Each entry is to be retyped exactly as it appears. Leave the images out.
···
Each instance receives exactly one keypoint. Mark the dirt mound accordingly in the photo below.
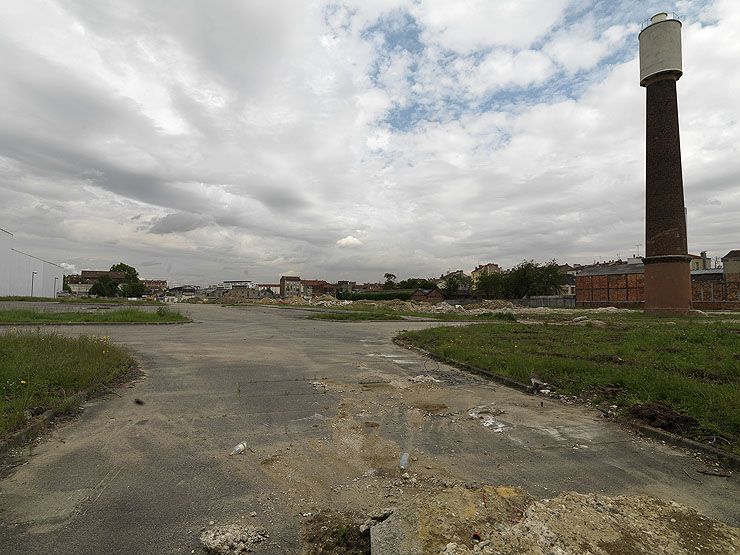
(232, 540)
(661, 416)
(506, 521)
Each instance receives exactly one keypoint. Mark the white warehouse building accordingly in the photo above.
(25, 275)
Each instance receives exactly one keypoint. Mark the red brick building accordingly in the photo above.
(623, 285)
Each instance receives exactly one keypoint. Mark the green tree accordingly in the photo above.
(104, 287)
(132, 276)
(532, 278)
(490, 286)
(131, 286)
(416, 283)
(452, 286)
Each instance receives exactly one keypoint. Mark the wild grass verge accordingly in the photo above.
(354, 316)
(123, 315)
(683, 368)
(82, 300)
(41, 371)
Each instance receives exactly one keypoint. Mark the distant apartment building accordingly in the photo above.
(273, 288)
(484, 270)
(155, 286)
(427, 296)
(317, 288)
(344, 286)
(181, 293)
(81, 284)
(230, 283)
(23, 274)
(290, 286)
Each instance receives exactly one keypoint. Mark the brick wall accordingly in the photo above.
(628, 291)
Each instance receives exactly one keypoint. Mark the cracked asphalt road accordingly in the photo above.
(326, 408)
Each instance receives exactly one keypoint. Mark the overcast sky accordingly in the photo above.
(210, 140)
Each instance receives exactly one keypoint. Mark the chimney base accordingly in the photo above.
(667, 285)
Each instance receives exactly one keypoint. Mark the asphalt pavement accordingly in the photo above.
(326, 408)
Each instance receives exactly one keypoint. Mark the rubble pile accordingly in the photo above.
(503, 520)
(232, 539)
(600, 525)
(397, 305)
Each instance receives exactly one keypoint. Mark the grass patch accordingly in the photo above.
(354, 316)
(41, 371)
(691, 367)
(123, 315)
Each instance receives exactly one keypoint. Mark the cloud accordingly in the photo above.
(250, 136)
(349, 241)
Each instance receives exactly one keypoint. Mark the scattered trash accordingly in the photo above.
(239, 449)
(422, 378)
(538, 386)
(233, 539)
(318, 386)
(404, 462)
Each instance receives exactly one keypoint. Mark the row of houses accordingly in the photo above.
(22, 274)
(81, 284)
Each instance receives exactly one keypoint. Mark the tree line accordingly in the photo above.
(131, 286)
(526, 279)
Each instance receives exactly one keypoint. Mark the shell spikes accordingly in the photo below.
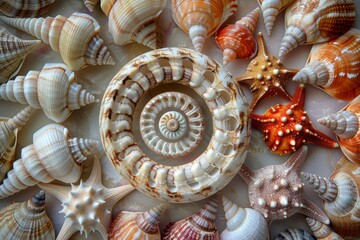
(76, 38)
(52, 89)
(53, 155)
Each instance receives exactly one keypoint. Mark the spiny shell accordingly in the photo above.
(13, 51)
(335, 66)
(316, 21)
(52, 89)
(76, 38)
(225, 153)
(53, 155)
(133, 20)
(201, 18)
(27, 220)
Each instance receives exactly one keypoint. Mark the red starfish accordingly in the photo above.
(286, 127)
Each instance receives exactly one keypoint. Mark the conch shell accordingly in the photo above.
(52, 89)
(201, 19)
(13, 51)
(315, 22)
(53, 155)
(76, 38)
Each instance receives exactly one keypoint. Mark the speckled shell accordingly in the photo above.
(52, 89)
(76, 38)
(225, 153)
(201, 19)
(316, 21)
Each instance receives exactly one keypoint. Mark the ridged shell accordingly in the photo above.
(52, 89)
(26, 220)
(316, 21)
(201, 19)
(53, 155)
(133, 20)
(76, 38)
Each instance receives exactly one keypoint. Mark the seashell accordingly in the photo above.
(346, 125)
(240, 223)
(140, 225)
(133, 21)
(76, 38)
(24, 8)
(52, 89)
(335, 66)
(340, 194)
(201, 19)
(316, 22)
(270, 9)
(13, 51)
(216, 165)
(53, 155)
(8, 138)
(237, 40)
(27, 220)
(200, 225)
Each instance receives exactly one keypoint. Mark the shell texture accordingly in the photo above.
(27, 220)
(76, 38)
(13, 51)
(334, 66)
(201, 19)
(53, 89)
(134, 20)
(225, 153)
(53, 155)
(315, 22)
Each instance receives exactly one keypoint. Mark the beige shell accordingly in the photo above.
(315, 22)
(26, 220)
(201, 19)
(53, 155)
(223, 156)
(133, 21)
(52, 89)
(76, 38)
(13, 51)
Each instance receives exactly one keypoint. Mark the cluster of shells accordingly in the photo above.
(175, 124)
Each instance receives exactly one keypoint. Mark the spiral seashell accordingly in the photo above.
(240, 223)
(133, 21)
(201, 19)
(27, 220)
(140, 225)
(8, 138)
(52, 89)
(223, 156)
(335, 66)
(76, 38)
(53, 155)
(13, 51)
(237, 40)
(346, 125)
(200, 225)
(315, 22)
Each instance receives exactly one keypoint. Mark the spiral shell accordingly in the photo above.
(223, 156)
(27, 220)
(201, 19)
(133, 20)
(316, 21)
(52, 89)
(76, 38)
(53, 155)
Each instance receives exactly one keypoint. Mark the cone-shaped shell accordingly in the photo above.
(76, 38)
(53, 89)
(201, 18)
(315, 22)
(27, 220)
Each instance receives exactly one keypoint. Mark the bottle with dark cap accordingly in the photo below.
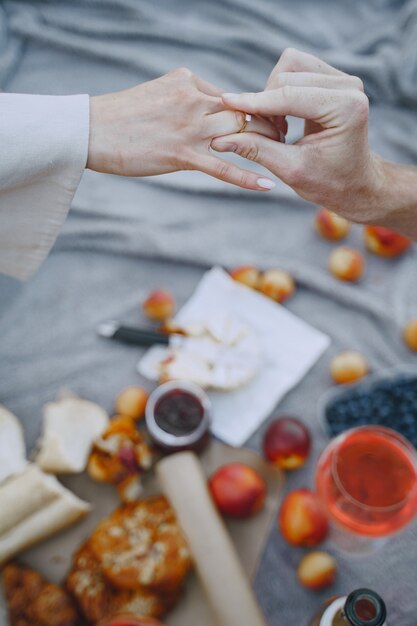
···
▶ [FINAL ANSWER]:
Each instance receives exactly one keypoint. Mark the dirt mound accordingly in the photo below.
(232, 540)
(661, 416)
(506, 521)
Each instance receives exactly one keypoint. Mark the white warehouse building accordingly in the photo above.
(25, 275)
Each instance receives exactly one keypoint. Mark the red brick building accordingly in the photo above.
(623, 285)
Each instance receives exactly one keypoint. Mark the green tree accordingly in the photo above.
(104, 287)
(132, 276)
(532, 278)
(490, 286)
(131, 286)
(416, 283)
(452, 286)
Each instance receives exactly one keypoint. Mark the wild grass verge accordingly in the photo above.
(354, 316)
(123, 315)
(683, 368)
(82, 300)
(41, 371)
Each instance receives exactly one keypoint. Mark the distant apartment building accordingly in the photo above.
(273, 288)
(484, 270)
(155, 286)
(427, 296)
(317, 288)
(344, 286)
(181, 293)
(81, 284)
(230, 283)
(23, 274)
(290, 286)
Each instance receives exactly one keypoint. Mark the brick wall accordingly in the photo above.
(628, 291)
Each instance receives exactly one keypoint. Mark the cracked asphalt road accordingly in the photo above.
(326, 408)
Each instance receives exactly one keypoint. Mark the overcast sky accordingly in the photo above.
(210, 140)
Each instance receives exactly one keypoint. Mark the chimney base accordingly in the photo above.
(667, 285)
Each instance receives exactly one keypoint. Mark the asphalt pavement accordingly in the photo above.
(326, 408)
Each instance receives exactly one keypoint. Mark the rubble pile accordingly in the photo above.
(503, 520)
(232, 539)
(600, 525)
(397, 305)
Each instance receives exactly one keypoint. Mark the grass patch accordingly in the photo above.
(354, 316)
(41, 371)
(691, 367)
(123, 315)
Each instance receives exactly one keypoint. Mark the cloud accordingly in the photo above.
(250, 136)
(349, 241)
Each instance receives exactly one keypoint. Mark the scattered trash accordingly in the photo above.
(239, 449)
(422, 378)
(538, 386)
(233, 539)
(318, 386)
(404, 462)
Each instance receives exactly one keypoint. Mark the row of houses accordingly in the photo above.
(22, 274)
(81, 284)
Each instance receives exactly one keypoint. Mark the tree line accordingly in the photo above.
(131, 286)
(526, 279)
Each instance receives exactly one keypoint. Mark the shell spikes accordingly in the photo below.
(76, 38)
(52, 89)
(53, 155)
Each instance receives exactly one keypoint. Mark the spiny shell accordingly in the photo above.
(13, 51)
(335, 66)
(316, 21)
(52, 89)
(76, 38)
(225, 153)
(53, 155)
(133, 20)
(201, 18)
(27, 220)
Each instance receives exactly one keypoint. Mark the red starfish accordingly in the photo above.
(286, 127)
Each instance receives exactly one keypoint. Mark the conch shell accordingly in the photo above.
(52, 89)
(201, 19)
(13, 51)
(315, 22)
(53, 155)
(76, 38)
Each instance receives exactly one keypoint. Mark the speckled shell accordingly in the photo above.
(52, 89)
(76, 38)
(225, 153)
(201, 19)
(316, 21)
Each instance receives exactly one keypoint. Mark the ridged shell accordingly in the photo above.
(52, 89)
(26, 220)
(316, 21)
(201, 19)
(53, 155)
(133, 20)
(76, 38)
Each instance receives exactly one keypoint. Mark the seashell accordingly in the photo above.
(346, 125)
(240, 223)
(140, 225)
(133, 21)
(76, 38)
(24, 8)
(52, 89)
(335, 66)
(340, 194)
(201, 19)
(316, 22)
(270, 9)
(13, 51)
(216, 165)
(53, 155)
(8, 138)
(237, 40)
(27, 220)
(200, 225)
Each instance receives exactly one keypoint. Mark the shell texture accordingly in the photo above.
(27, 220)
(76, 38)
(13, 51)
(334, 66)
(201, 19)
(53, 89)
(134, 20)
(225, 153)
(53, 155)
(315, 22)
Each instance receives exactly one keypoint. Mark the beige shell accordingly in the photo above.
(315, 22)
(26, 220)
(201, 19)
(53, 155)
(223, 156)
(133, 21)
(52, 89)
(76, 38)
(13, 51)
Each instance receives exactly one keypoint. Mark the cluster of shells accordingly in the photo above.
(175, 124)
Each instance receives exactly one keypoint. Mark the spiral seashell accordingly in the photo above.
(240, 223)
(133, 21)
(201, 19)
(27, 220)
(140, 225)
(8, 138)
(52, 89)
(223, 156)
(335, 66)
(76, 38)
(53, 155)
(13, 51)
(237, 40)
(346, 125)
(200, 225)
(315, 22)
Each instance receives exactly one keypoint. Mark the spiral shell accordingly in the photo above.
(223, 156)
(27, 220)
(201, 19)
(133, 20)
(316, 21)
(52, 89)
(76, 38)
(53, 155)
Each instance receives exactly one keypoint. Mark the cone-shaped shell accordingly in the photo above.
(76, 38)
(53, 89)
(201, 18)
(315, 22)
(27, 220)
Each instance receives exactly one keypoint. Mark the bottle with dark cap accordingly in the photo below.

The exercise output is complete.